## Given problem 1
List every campus building named in the emailed threat quoted in the article below.

## Document text
Leave it to a Harvard student to find the most complicated way possible to escape a final exam. Sophomore psychology student Eldo Kim, 20, has admitted to the FBI that he faked the bomb threat Monday morning that led to the evacuation of several campus buildings ... in order to get out of his exam. Kim was arrested and held overnight on federal bomb hoax charges.

Around 8:30 Monday morning, Kim anonymously emailed two Harvard officials, campus police, and the student newspaper, the Harvard Crimson, to tell them that there were "shrapnel bombs" ready to go off soon in two of four buildings he mentioned.

Shrapnel bombs placed in science center, sever hall, emerson hall, thayer hall, 2/4," Kim allegedly wrote. "Guess correctly. Be quick for they will go off soon.” He later admitted to adding the qualifier 'shrapnel' to make the threat seem more dangerous. Like you do.

The four buildings the bombs were said to have been in were all evacuated shortly thereafter, postponing Harvard's 9 a.m. exams — including Kim's. He told investigators he knew his plan had succeeded when he heard the alarms go off. His threats drew officials from three U.S. federal agencies, including the Secret Service, and four police departments.

## Entries provided
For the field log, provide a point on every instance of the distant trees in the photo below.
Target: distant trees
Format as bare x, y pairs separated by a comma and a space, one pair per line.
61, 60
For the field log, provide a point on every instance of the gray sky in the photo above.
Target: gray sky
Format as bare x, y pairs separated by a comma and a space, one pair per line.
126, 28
==
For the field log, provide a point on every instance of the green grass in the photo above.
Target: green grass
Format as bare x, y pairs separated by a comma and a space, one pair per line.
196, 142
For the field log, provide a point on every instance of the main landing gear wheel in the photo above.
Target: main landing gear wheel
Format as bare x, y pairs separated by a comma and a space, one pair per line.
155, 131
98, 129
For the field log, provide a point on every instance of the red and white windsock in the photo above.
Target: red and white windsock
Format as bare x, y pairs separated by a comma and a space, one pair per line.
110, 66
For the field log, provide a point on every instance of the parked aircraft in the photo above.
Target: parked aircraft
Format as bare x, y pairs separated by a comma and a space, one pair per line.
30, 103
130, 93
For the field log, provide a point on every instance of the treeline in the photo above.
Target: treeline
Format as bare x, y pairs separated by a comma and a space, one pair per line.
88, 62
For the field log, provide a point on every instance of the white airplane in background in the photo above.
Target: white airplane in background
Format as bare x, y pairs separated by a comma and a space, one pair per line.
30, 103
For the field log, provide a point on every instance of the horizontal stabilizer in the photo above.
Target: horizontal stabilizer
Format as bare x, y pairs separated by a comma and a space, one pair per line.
* * *
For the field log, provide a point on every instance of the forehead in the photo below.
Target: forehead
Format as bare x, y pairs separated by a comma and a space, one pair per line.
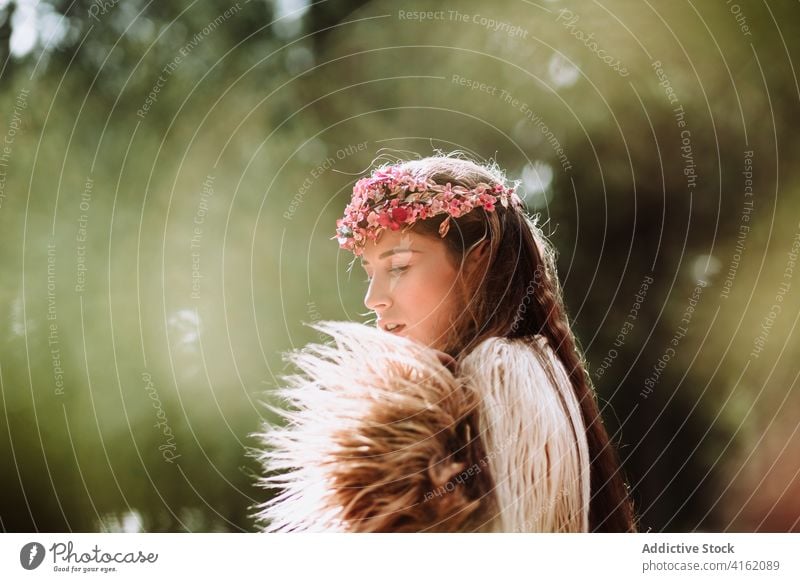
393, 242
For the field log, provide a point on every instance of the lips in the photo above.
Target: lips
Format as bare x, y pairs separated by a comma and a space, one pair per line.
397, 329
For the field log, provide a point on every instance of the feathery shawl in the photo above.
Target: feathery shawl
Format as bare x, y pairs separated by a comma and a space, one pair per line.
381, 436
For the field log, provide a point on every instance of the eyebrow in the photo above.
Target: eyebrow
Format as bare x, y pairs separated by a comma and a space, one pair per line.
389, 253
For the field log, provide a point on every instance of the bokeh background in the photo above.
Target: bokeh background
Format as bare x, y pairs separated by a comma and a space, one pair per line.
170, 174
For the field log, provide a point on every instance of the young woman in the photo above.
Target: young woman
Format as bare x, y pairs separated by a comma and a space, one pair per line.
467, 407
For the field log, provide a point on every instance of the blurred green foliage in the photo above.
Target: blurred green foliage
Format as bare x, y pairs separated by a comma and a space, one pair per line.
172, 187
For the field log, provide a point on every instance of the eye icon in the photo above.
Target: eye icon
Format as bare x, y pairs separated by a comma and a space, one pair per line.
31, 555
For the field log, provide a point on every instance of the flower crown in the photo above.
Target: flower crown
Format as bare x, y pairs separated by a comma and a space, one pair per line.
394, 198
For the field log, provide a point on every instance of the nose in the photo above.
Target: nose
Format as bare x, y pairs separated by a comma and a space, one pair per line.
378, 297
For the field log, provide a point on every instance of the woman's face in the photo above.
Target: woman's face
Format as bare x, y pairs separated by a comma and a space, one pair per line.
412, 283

## Given problem 2
Filter the entries above, keeping every line that contains the word "gear".

## Solution 1
science center
sever hall
emerson hall
thayer hall

## Solution 2
For the field log, provide a point on every instance of the main landing gear wheel in the photo above.
Target: main landing gear wheel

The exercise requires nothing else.